■ **READING TEXT**
Tehran, Aug 24, IRNA – Foreign Minister Mohammad Javad Zarif said on Thursday that UN resolutions are neither everything nor piece of paper.

Addressing the Sixth Educational Workshop of United Nations Security Council Simulation with a focus on North Korea in Peace Museum, he said that those intending to represent non-member states in the UNSC simulation should practice with the instruments of thought, meditation or creating discourse.

Noting that these instruments are significant in 'making power', he added, 'One of the ambassadors of a country told me in my mission in the UN that international law is our tools box that we use it whenever necessary.'

Therefore, international law cannot be everything as power cannot be everything, he said.

'We should accept that the usual powers in the 70s, 80s and 90s are not determining any longer and we have other power tools available,' he said.

'Of course, this does not mean opposing with the world, rather it means we can use today's power tools such as creating discourse, conceptualization and forging consensus over our country and other developing countries' future,' Zarif said.

He also recalled that today there are non-governmental players in the world such as Daesh, Taliban, Al-Qaeda and al-Nusra Front that leave impact on international developments.

Meanwhile, he referred to his presence in Munich Security Summit, saying that the main question during the meeting was 'what is going on in post-western world?

'While the westerners have accepted that the era of West has ended, we do not believe in it in our own country,' he said.

'I do not mean that the role of West has ended; rather I mean that monopoly of West over the world and international relations is over,' he said.

'We as representatives of the governments do not want to accept the existence of the operators other than the governments. This is while these governments are participating in international debates such as environment, social or human rights,' he said.

The governments have always claimed monopoly over the international relations and the westerners have primarily had the same claim but the era of claims has ended, he said.

■ **INFORMATION SHOWN**
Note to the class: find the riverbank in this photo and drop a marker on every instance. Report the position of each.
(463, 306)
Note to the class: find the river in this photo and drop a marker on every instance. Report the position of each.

■ **DESCRIPTION OF THE TASK**
Can you repeat, word for word, the part of the report on Zarif's remarks starting with "He also recalled" and going on through "over,' he said."? The material plays no part here.

■ **OUTPUT FOR THIS EXERCISE**
He also recalled that today there are non-governmental players in the world such as Daesh, Taliban, Al-Qaeda and al-Nusra Front that leave impact on international developments.

Meanwhile, he referred to his presence in Munich Security Summit, saying that the main question during the meeting was 'what is going on in post-western world?

'While the westerners have accepted that the era of West has ended, we do not believe in it in our own country,' he said.

'I do not mean that the role of West has ended; rather I mean that monopoly of West over the world and international relations is over,' he said.